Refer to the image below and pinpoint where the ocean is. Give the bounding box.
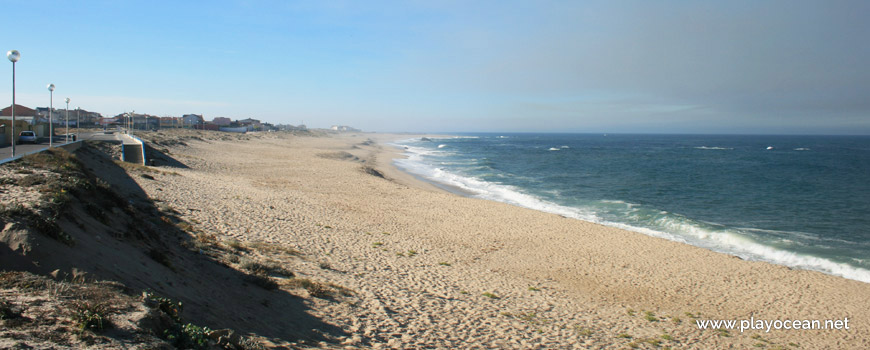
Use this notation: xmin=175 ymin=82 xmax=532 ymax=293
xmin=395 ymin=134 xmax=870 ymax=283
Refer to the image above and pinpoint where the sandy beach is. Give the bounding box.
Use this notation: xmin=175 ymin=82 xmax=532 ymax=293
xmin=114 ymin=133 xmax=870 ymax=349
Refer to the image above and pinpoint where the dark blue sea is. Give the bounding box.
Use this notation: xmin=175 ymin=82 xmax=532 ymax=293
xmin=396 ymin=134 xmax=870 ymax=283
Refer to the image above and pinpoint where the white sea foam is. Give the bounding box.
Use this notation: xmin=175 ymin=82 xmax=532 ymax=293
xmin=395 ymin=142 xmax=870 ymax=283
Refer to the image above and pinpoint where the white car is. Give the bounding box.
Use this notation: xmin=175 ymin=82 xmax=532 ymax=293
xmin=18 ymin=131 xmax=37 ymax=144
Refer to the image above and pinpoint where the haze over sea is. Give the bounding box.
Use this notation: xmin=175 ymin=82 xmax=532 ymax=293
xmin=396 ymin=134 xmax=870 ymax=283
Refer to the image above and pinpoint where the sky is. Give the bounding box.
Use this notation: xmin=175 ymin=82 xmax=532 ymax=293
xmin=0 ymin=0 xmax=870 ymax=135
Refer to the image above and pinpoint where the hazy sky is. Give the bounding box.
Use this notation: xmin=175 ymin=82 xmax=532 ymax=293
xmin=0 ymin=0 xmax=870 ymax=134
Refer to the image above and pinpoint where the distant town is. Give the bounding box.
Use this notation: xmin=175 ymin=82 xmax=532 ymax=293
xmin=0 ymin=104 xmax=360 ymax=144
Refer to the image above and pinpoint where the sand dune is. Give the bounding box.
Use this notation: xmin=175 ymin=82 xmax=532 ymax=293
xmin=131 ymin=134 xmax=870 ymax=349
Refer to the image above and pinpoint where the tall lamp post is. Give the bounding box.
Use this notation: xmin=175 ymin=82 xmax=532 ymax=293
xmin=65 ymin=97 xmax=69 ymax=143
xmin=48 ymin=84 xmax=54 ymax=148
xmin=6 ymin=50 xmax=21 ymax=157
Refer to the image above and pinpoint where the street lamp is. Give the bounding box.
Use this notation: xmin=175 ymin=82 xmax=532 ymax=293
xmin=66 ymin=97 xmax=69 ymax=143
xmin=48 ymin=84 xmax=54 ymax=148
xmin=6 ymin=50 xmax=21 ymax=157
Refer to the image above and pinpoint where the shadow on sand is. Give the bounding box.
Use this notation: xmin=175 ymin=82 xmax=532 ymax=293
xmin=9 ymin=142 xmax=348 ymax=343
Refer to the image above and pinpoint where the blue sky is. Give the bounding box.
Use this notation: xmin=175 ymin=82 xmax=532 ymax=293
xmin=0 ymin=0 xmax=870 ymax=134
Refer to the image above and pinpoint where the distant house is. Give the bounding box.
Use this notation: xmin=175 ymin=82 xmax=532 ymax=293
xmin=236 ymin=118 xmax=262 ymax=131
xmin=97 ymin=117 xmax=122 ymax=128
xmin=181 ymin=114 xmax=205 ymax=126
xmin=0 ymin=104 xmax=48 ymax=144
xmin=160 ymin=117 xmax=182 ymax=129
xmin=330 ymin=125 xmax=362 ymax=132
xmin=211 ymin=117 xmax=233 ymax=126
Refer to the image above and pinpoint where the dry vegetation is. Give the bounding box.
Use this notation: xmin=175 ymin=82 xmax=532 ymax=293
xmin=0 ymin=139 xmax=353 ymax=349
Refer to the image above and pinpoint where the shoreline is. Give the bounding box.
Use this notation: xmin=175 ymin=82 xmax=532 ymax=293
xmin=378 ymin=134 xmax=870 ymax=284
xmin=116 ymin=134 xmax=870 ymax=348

================

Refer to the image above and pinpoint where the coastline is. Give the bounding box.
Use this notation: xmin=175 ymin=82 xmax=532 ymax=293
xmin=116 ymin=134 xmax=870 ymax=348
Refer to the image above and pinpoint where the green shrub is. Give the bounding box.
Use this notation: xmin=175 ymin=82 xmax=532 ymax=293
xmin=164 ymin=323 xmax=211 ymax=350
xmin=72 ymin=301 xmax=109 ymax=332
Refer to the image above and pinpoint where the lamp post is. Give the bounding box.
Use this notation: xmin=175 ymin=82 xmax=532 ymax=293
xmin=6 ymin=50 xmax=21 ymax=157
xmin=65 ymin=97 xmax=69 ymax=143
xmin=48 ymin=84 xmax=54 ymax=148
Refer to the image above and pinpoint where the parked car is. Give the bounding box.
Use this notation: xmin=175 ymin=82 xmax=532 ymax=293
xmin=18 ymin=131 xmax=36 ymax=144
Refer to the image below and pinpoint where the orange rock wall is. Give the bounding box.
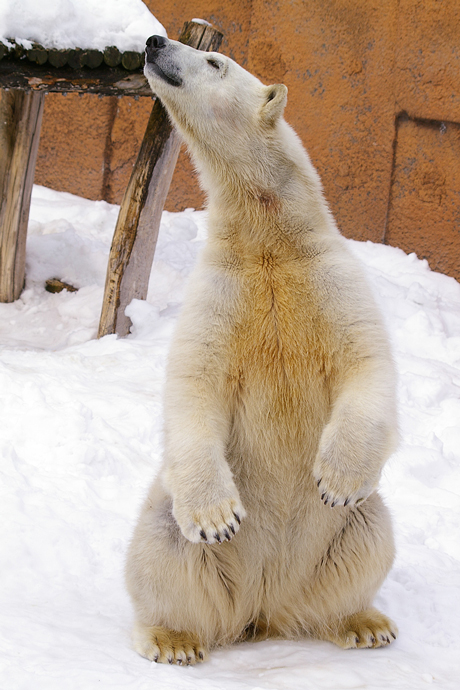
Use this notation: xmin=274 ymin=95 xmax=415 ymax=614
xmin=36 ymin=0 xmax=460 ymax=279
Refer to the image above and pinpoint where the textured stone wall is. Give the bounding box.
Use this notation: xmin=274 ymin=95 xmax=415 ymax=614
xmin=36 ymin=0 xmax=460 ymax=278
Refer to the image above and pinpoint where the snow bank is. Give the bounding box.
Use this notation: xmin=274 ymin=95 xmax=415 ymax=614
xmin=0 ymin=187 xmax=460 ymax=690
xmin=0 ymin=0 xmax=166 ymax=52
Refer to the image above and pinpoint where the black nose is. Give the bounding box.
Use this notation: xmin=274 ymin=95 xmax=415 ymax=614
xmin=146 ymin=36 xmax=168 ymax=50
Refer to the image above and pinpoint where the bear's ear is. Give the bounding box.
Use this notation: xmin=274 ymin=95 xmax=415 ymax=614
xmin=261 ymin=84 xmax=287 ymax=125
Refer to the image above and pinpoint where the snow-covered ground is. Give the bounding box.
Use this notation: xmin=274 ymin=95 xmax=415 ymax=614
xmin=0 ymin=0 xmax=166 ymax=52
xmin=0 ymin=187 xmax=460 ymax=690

================

BRIEF: Convert the data above, from the line containing "Refer to the image above and pinpoint where the distant house" through the line containing "xmin=160 ymin=117 xmax=182 ymax=129", both included, into a numbered list with one line per item and no blank lines.

SOLUTION TO THIS TASK:
1. Refer to the image above and pinpoint where the distant house is. Give the bounding box.
2. Use this notation: xmin=175 ymin=82 xmax=532 ymax=293
3. xmin=236 ymin=118 xmax=262 ymax=131
4. xmin=97 ymin=117 xmax=122 ymax=128
5. xmin=181 ymin=114 xmax=205 ymax=126
6. xmin=0 ymin=104 xmax=48 ymax=144
7. xmin=160 ymin=117 xmax=182 ymax=129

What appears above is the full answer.